--- START ---
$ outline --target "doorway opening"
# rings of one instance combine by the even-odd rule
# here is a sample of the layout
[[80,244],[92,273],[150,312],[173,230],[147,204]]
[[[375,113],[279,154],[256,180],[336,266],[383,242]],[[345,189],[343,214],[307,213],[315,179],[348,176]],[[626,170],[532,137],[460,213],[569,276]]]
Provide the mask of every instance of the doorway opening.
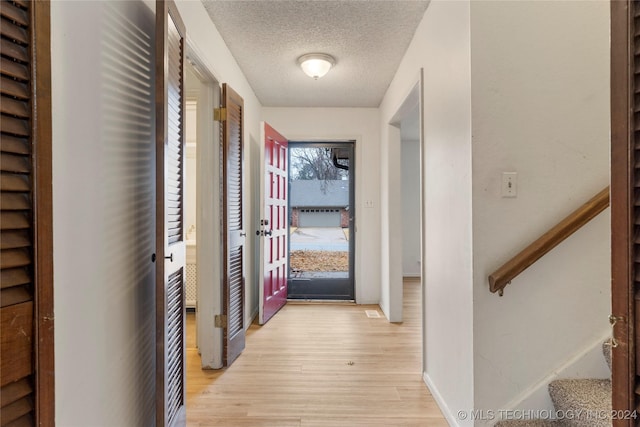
--- END ---
**Given request:**
Count how many lines of the records contain the string "instance", matching case exactly. Reply with that number only.

**Written answer:**
2